What you will do: The records below need to be printed in full. Keep each one exact.

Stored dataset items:

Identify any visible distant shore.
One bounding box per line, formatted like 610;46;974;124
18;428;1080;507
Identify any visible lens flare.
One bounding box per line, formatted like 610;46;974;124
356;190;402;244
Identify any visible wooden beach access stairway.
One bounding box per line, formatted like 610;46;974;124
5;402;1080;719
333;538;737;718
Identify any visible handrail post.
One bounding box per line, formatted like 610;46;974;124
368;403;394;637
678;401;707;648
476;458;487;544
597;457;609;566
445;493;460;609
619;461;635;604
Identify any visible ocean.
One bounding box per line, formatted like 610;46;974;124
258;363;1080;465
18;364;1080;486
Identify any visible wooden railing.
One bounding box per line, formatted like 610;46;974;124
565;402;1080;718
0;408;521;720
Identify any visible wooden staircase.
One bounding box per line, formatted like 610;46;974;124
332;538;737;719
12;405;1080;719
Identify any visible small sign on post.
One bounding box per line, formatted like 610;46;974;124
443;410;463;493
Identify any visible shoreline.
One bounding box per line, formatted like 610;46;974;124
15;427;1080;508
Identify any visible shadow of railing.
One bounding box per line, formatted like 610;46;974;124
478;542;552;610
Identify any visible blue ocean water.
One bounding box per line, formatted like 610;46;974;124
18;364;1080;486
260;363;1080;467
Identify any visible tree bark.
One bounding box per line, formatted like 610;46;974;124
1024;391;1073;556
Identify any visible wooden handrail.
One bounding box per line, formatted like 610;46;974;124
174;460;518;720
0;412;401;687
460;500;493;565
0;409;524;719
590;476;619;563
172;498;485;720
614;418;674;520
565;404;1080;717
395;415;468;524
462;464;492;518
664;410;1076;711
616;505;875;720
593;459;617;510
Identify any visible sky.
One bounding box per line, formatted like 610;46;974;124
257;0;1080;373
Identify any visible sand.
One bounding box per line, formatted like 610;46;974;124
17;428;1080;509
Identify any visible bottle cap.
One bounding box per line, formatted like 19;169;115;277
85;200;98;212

Exercise response:
Identify any visible distant shore.
One bounding box per line, formatted like 610;46;974;124
18;428;1080;507
Identify any visible lens flare.
One bounding box per line, formatted like 610;46;974;124
356;190;402;244
Identify any visible wooden beach access stairway.
One bounding box per line, formatted like 610;46;974;124
5;402;1080;719
333;538;737;718
Identify any visible handrail post.
One bounding box per line, formatted like 610;46;974;124
368;403;394;637
678;401;707;648
476;458;487;544
597;457;609;566
445;493;460;609
619;461;635;604
Identify any visible ocean.
One bounding box per line, formatted like 610;46;974;124
258;363;1080;465
18;364;1080;486
Identify any visible wooden railing.
One bounding box per line, formatted like 610;46;974;124
565;402;1080;718
0;408;521;720
Identify any visible wooden staircase.
One bounding box per line, formatted like 610;46;974;124
332;538;737;719
12;405;1080;719
Identify any visible small sign on post.
One bounding box per line, formatted like 610;46;974;124
443;410;463;493
Identify any visible shoreline.
One bounding box per line, formatted like 610;46;974;124
15;427;1080;508
Identify any visible shadow of railing.
One bounding box per line, formatted like 610;46;974;124
478;542;552;610
Identify any visible blue ocean water.
One bounding box per line, formatted like 610;46;974;124
18;364;1080;486
260;363;1080;467
Identify any visible tree bark.
One bounding box per line, formatted like 610;46;974;124
1024;391;1073;556
Identify any visible wooden handrail.
One bounding box per line, formatted like 610;46;974;124
174;460;518;720
0;412;401;687
460;500;493;565
0;409;524;719
590;476;619;563
172;498;485;720
614;418;674;520
565;404;1080;717
395;415;468;524
462;464;492;518
664;410;1076;711
616;505;875;720
593;459;617;510
Identify any visible sky.
One bounding box per line, formatted like 610;46;974;124
257;0;1080;373
Identify any visible sand.
One bounding box per line, formatted like 610;46;974;124
17;428;1080;509
Identify any visible bottle cap.
One bounding box per line, formatted like 19;169;115;277
85;200;98;212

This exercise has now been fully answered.